Records from a collection:
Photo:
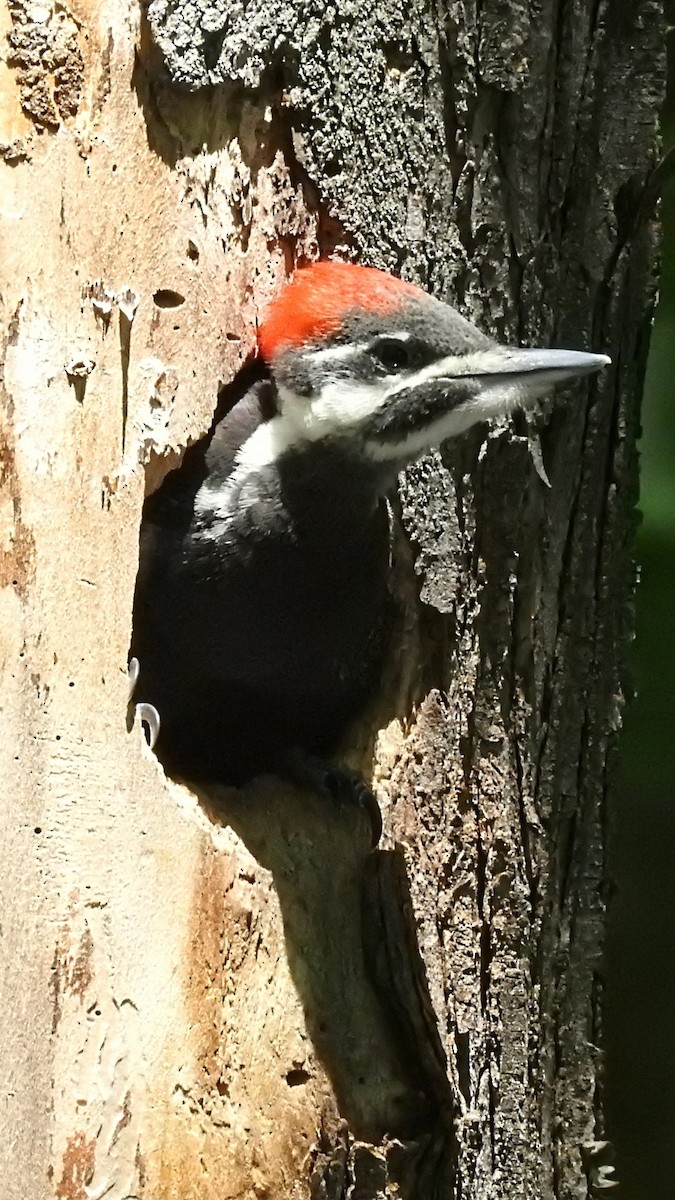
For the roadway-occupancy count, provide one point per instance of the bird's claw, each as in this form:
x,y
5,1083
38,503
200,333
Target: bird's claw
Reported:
x,y
147,713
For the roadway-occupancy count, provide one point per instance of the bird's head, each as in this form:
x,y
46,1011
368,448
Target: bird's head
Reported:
x,y
365,358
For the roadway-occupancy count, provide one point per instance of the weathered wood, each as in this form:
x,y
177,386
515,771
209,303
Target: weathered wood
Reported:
x,y
226,995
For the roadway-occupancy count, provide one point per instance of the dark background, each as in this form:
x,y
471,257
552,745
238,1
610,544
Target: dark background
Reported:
x,y
640,967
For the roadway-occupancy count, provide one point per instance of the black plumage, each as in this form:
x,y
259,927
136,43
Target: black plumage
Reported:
x,y
261,637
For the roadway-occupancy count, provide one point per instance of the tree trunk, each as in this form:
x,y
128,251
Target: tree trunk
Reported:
x,y
226,995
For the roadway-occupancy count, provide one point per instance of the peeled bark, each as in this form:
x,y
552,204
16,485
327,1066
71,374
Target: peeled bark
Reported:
x,y
226,995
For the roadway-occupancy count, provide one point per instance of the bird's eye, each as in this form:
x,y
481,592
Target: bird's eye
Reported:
x,y
392,353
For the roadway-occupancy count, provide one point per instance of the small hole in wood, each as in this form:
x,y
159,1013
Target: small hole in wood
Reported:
x,y
166,298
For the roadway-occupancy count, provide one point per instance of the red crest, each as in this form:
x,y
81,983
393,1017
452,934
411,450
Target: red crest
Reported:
x,y
315,304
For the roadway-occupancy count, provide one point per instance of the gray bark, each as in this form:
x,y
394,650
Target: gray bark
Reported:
x,y
428,1017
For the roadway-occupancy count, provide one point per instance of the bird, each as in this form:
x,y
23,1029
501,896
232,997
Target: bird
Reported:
x,y
264,563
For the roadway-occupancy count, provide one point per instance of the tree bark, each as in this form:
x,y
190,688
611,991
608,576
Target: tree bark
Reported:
x,y
226,995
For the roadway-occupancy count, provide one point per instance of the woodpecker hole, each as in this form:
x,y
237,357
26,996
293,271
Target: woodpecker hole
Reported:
x,y
166,298
297,1078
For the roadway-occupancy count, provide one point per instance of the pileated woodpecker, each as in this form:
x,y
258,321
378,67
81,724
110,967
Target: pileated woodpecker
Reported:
x,y
264,558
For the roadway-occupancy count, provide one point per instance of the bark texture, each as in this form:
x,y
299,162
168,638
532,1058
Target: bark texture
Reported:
x,y
210,996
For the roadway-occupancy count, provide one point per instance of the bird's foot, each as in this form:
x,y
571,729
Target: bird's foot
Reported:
x,y
340,784
147,713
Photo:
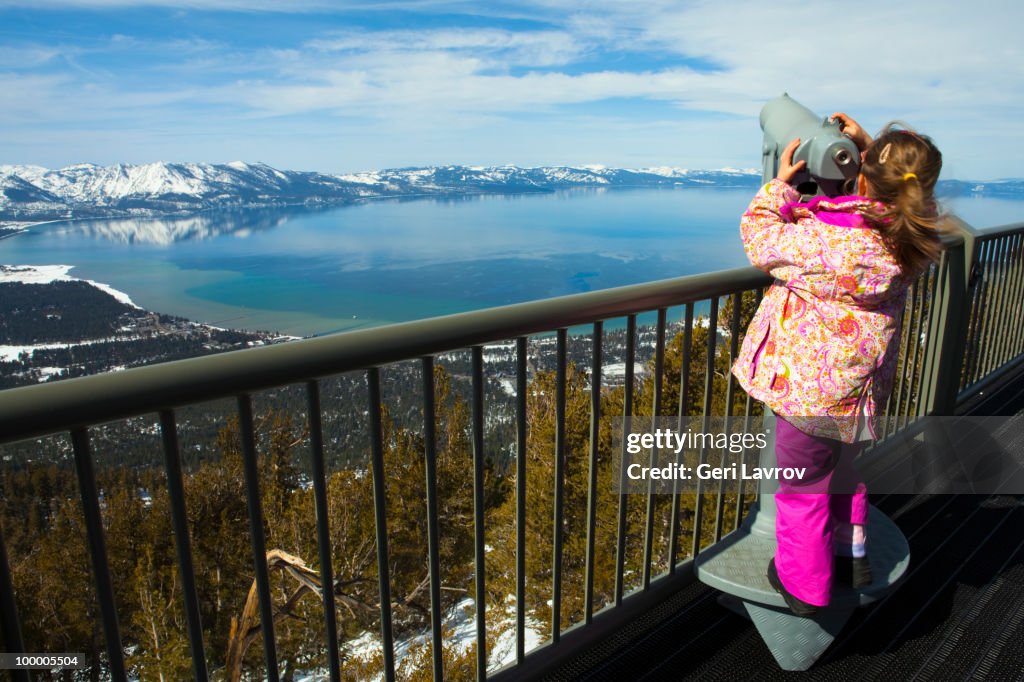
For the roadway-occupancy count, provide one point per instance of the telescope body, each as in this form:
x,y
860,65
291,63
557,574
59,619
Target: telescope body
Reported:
x,y
833,159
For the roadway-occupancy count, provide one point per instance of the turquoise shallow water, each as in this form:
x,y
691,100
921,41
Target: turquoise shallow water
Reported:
x,y
304,271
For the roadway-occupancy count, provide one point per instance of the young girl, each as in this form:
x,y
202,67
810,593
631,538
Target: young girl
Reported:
x,y
820,350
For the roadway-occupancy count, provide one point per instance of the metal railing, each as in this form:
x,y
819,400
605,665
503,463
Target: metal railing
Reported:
x,y
958,331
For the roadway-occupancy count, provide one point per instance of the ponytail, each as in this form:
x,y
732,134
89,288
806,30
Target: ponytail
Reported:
x,y
901,168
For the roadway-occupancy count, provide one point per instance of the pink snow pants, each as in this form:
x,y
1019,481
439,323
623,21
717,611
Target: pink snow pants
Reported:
x,y
807,511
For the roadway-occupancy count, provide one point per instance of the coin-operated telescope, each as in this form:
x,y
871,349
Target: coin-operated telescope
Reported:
x,y
833,159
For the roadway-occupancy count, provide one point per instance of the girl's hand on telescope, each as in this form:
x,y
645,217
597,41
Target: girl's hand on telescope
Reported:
x,y
852,129
787,169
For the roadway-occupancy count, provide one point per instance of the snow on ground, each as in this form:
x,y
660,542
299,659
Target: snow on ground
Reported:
x,y
462,635
34,273
49,273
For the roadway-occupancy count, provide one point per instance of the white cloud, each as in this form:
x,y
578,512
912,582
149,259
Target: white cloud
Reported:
x,y
952,70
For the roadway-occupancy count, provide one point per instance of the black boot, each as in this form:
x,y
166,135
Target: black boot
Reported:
x,y
798,606
853,570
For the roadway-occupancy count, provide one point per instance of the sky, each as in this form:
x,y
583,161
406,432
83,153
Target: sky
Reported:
x,y
345,86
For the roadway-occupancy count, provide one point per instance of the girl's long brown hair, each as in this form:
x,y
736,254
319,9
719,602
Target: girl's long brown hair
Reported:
x,y
901,168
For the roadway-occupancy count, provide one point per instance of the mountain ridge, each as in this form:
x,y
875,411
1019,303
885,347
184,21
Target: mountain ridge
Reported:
x,y
34,193
88,190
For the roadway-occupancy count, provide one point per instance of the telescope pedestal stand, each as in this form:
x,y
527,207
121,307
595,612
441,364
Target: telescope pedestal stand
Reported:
x,y
737,565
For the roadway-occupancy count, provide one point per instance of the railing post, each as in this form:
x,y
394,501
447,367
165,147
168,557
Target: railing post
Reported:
x,y
947,327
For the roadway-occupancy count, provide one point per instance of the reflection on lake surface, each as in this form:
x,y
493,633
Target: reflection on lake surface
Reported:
x,y
303,270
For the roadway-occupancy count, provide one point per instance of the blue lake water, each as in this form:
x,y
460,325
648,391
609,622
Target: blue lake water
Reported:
x,y
304,271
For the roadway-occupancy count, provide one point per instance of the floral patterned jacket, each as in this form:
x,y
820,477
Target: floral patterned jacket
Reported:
x,y
818,348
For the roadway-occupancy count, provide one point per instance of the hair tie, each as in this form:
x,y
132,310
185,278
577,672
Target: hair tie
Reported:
x,y
884,157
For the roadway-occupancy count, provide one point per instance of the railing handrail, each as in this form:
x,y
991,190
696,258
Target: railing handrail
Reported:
x,y
34,411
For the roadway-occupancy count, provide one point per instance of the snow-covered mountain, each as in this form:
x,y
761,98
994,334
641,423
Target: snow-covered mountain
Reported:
x,y
32,193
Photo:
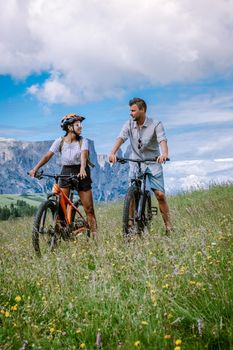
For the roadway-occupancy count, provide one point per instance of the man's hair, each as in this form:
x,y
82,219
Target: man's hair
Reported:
x,y
139,102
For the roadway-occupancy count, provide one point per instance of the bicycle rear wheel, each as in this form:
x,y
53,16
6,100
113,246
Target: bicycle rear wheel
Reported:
x,y
44,233
147,210
130,222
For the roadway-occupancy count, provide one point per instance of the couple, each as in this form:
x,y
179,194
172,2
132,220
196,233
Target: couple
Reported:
x,y
147,138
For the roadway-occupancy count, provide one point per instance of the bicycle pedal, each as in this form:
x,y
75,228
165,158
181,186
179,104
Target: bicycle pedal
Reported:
x,y
154,210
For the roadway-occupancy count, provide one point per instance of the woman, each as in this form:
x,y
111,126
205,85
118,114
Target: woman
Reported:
x,y
74,157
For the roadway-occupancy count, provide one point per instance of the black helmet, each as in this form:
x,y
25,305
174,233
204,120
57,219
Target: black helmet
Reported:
x,y
70,119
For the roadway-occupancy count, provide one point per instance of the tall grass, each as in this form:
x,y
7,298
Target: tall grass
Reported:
x,y
156,292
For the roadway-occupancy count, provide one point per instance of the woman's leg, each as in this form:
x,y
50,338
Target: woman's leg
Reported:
x,y
88,205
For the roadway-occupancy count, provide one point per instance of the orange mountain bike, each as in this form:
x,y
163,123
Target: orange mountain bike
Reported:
x,y
58,217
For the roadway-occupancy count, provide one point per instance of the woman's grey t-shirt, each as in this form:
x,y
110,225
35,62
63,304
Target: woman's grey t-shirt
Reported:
x,y
70,152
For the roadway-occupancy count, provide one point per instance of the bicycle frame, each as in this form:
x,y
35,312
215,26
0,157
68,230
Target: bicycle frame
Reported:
x,y
62,199
66,204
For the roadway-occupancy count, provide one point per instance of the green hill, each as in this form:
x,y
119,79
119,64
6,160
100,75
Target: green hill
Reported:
x,y
31,199
155,292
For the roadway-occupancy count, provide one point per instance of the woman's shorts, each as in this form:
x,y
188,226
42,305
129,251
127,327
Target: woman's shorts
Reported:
x,y
82,184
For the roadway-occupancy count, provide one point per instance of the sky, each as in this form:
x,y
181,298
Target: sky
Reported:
x,y
90,57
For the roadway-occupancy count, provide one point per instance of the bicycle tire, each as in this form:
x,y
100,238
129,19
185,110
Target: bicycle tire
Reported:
x,y
44,235
130,222
77,223
147,210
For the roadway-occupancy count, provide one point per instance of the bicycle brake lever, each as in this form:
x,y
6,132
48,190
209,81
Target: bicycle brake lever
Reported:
x,y
39,175
122,161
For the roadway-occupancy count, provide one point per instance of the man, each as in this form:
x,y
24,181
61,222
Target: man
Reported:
x,y
147,138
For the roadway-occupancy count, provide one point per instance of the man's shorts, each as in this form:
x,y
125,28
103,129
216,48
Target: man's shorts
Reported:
x,y
83,184
155,182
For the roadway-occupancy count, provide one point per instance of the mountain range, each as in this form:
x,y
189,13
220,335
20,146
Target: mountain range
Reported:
x,y
18,157
109,182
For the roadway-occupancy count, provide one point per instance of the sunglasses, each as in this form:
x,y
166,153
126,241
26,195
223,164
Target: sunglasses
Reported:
x,y
139,143
78,124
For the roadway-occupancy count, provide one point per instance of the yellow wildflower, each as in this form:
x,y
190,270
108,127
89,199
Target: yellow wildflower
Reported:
x,y
137,343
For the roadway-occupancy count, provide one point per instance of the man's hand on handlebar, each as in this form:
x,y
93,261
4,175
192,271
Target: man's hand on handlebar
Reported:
x,y
162,158
112,158
32,173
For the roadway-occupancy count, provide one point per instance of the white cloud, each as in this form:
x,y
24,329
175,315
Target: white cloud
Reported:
x,y
98,47
196,174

Exercise description:
Copy out nothing but the lines from the beginning of the records through the one that contains "Target: bird's head". Skip the pictures.

Answer section:
Photo:
For the roadway-occupancy count, provide one point per instance of the bird's claw, each as in this form:
x,y
5,1083
38,503
200,333
Target: bird's claw
Reported:
x,y
147,713
For the roadway-occupancy count, provide one point per instance of the bird's head, each as in this form:
x,y
46,1011
368,448
Target: bird's head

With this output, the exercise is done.